:: Data

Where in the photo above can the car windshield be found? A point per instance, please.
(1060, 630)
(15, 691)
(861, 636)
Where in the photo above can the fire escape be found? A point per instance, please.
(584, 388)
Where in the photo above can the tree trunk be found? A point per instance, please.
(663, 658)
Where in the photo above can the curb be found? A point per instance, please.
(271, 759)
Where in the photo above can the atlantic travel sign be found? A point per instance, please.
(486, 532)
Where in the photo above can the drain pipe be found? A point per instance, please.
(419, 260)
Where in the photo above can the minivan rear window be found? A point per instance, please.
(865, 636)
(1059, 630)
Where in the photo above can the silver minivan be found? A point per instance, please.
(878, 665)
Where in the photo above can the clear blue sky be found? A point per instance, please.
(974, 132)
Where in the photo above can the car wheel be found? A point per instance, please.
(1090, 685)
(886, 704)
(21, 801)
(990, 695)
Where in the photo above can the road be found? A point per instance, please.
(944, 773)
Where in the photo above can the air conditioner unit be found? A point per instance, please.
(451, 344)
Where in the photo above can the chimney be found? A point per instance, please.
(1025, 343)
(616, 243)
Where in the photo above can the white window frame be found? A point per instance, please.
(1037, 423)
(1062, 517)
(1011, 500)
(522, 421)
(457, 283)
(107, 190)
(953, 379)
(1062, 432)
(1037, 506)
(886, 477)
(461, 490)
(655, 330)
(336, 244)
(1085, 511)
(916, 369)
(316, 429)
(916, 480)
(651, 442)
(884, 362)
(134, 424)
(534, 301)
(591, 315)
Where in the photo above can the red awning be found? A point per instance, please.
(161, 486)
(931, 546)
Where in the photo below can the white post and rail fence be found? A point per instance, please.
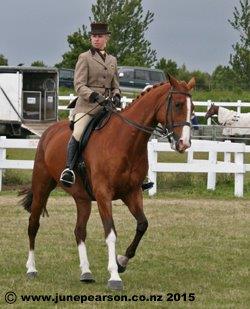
(211, 166)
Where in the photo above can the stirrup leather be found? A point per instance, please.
(69, 175)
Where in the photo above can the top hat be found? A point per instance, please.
(99, 28)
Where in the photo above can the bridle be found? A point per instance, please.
(169, 123)
(167, 129)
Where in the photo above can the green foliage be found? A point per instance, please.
(3, 60)
(38, 63)
(78, 43)
(168, 66)
(240, 60)
(223, 77)
(127, 24)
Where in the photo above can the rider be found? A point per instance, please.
(96, 77)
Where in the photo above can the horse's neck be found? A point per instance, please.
(144, 107)
(142, 111)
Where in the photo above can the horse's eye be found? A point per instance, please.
(178, 105)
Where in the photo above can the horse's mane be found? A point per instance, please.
(142, 94)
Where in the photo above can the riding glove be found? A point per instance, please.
(117, 100)
(95, 97)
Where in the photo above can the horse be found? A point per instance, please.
(116, 165)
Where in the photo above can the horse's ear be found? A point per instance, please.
(173, 82)
(191, 83)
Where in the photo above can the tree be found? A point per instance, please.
(3, 60)
(38, 63)
(127, 24)
(223, 77)
(240, 60)
(168, 66)
(78, 43)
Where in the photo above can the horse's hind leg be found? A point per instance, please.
(134, 202)
(83, 212)
(105, 210)
(40, 192)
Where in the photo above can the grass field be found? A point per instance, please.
(196, 246)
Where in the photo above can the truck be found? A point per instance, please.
(28, 100)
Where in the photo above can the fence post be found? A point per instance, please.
(152, 161)
(190, 156)
(239, 177)
(239, 106)
(2, 157)
(211, 176)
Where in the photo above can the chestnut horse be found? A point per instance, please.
(116, 162)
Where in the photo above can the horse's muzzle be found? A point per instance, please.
(181, 146)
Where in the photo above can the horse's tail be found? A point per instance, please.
(26, 201)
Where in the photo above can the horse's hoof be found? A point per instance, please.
(115, 285)
(87, 278)
(32, 274)
(121, 268)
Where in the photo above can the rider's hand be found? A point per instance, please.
(96, 97)
(117, 100)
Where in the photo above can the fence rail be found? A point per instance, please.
(211, 166)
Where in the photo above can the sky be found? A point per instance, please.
(191, 32)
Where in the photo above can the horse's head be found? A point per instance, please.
(213, 110)
(175, 115)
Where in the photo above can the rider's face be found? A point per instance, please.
(99, 41)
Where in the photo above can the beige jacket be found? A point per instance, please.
(94, 74)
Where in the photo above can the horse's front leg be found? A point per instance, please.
(134, 201)
(83, 213)
(105, 210)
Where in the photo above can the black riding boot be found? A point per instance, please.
(68, 176)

::::

__Required task__
Reproduce, word for word, only the lines from the one that contains "Where in the photo above can the grass" through the final line.

__Correct response__
Where in the photo above can the grass field be found? A point per instance, please.
(196, 246)
Where in the photo above can the truck be found? A point per instance, please.
(28, 100)
Where in the photo above can the fence post be found? A point per instance, please.
(152, 161)
(190, 156)
(239, 177)
(239, 106)
(2, 157)
(211, 176)
Where in the photo above can the chestnut horse be found? A point per instance, please.
(116, 162)
Where in the photo above can the horse's muzzle be found? A point per instance, please.
(181, 146)
Where in the photo above can the horse's tail be found? A point per instance, please.
(26, 201)
Where in the photo above can the horse's hoof be found? A point per instance, please.
(115, 285)
(87, 278)
(32, 274)
(121, 268)
Where in the photo above can the rider's hand be found? A point per instance, please.
(96, 97)
(117, 100)
Where in the photo above can the fence rail be found? A point per instance, please.
(211, 166)
Where in the photo above can the sky be found? A point per instance, please.
(191, 32)
Where in the photo above can the horse's head be found? A point per instance, please.
(213, 110)
(175, 115)
Where in the photo above can the rider's face be found? A point per instance, please.
(99, 41)
Where in the photo above can the beige jacket be found? A point per instance, please.
(94, 74)
Where in the photo above can the horse's front leg be found? A point per instance, please.
(134, 201)
(83, 213)
(105, 210)
Where in the photo above can the black riding boot be found? A point per instance, please.
(68, 176)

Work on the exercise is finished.